Point annotation dataset records

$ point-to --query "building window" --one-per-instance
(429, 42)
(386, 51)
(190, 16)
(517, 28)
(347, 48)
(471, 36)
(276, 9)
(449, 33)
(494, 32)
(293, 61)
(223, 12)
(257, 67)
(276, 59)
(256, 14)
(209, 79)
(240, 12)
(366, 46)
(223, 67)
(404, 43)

> Short task
Return the listing above in full, character for character.

> Solution for this problem
$ point-to --query "building window" --one-per-instance
(429, 42)
(386, 51)
(190, 16)
(517, 28)
(347, 48)
(471, 36)
(276, 9)
(449, 33)
(494, 32)
(293, 61)
(223, 12)
(257, 67)
(276, 59)
(256, 14)
(209, 79)
(240, 12)
(366, 46)
(223, 67)
(404, 43)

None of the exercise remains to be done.